▶ **选段**

--------------------------------

「2019纪中集训Day10」解题报告

T1、数学题

给出两个向量 \(\vec {a},\vec {b}\)。求出一组整数 x, y,使得 \(|x \vec a + y \vec b|\) 最小,输出 \(|x \vec a + y \vec b|^2\) 的最小值。

\(Sol\)

一道论文题。
金斌《欧几里得算法的应用
时间复杂度 \(O(很快)\)

\(Source\)

#include <cstdio>
#include <cstring>
#include <algorithm>

void exgcd(long long x_1, long long y_1, long long x_2, long long y_2, long long &a, long long &b) {
    long long dp = x_1 * x_2 + y_1 * y_2, mod_a = x_1 * x_1 + y_1 * y_1, mod_b = x_2 * x_2 + y_2 * y_2;
    if (dp < 0) {
        exgcd(-x_1, -y_1, x_2, y_2, a, b);
        a = -a;
        return ;
    }
    if (4 * dp * dp <= mod_a * mod_b || dp == 0) {
        if (mod_a < mod_b)
            a = 1, b = 0;
        else
            b = 1, a = 0;
        return ;
    }
    bool flag = 0;
    if (mod_a > mod_b) {
        std::swap(x_1, x_2);
        std::swap(y_1, y_2);
        std::swap(mod_a, mod_b);
        flag = 1;
    }
    long long k = dp / mod_a;
    if (dp - k * mod_a > (k + 1) * mod_a - dp || !k)
        ++k;
    exgcd(x_1, y_1, x_2 - k * x_1, y_2 - k * y_1, a, b);
    a -= k * b;
    if (flag)
        std::swap(a, b);
}

int main() {
    //freopen("in", "r", stdin);
    freopen("math.in", "r", stdin);
    freopen("math.out", "w", stdout);
    long long x_1, y_1, x_2, y_2, a, b;
    while (~scanf("%lld %lld %lld %lld", &x_1, &y_1, &x_2, &y_2)) {
        a = b = 0;
        exgcd(x_1, y_1, x_2, y_2, a, b);
        printf("%lld\n", (a * x_1 + b * x_2) * (a * x_1 + b * x_2) + (a * y_1 + b * y_2) * (a * y_1 + b * y_2));
    }
    return 0;
}

T2、挖宝藏

给出一个 \(h \times n \times m \ (1 \leq h, n, m \leq 10)\) 的立方体,每层有 \(k_i\) 个宝藏,到达宝藏所在位置可以获得该宝藏。移动到一个格子里要花费 \(a_{i, j, k}\) 的代价,移动到一个格子后该格子代价变为 \(0\),只能在同一层移动或到下一层。初始时在地面 (在地面移动没有代价),要获得所有宝藏,求最小代价。

\(Sol\)

\(f_{i, j, st}\) 表示挖到 \((i, j)\),包含宝藏状态为 \(st\) 的最小值。

--------------------------------

▶ **可用数据**
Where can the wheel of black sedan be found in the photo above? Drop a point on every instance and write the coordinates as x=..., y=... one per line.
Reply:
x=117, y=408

--------------------------------

▶ **任务**
修改解题报告中从“void exgcd(long long”到“(mod_a < mod_b)”的部分,把“dp”改为“dot”后给出。

▶ **参考答案**
void exgcd(long long x_1, long long y_1, long long x_2, long long y_2, long long &a, long long &b) {
    long long dot = x_1 * x_2 + y_1 * y_2, mod_a = x_1 * x_1 + y_1 * y_1, mod_b = x_2 * x_2 + y_2 * y_2;
    if (dot < 0) {
        exgcd(-x_1, -y_1, x_2, y_2, a, b);
        a = -a;
        return ;
    }
    if (4 * dot * dot <= mod_a * mod_b || dot == 0) {
        if (mod_a < mod_b)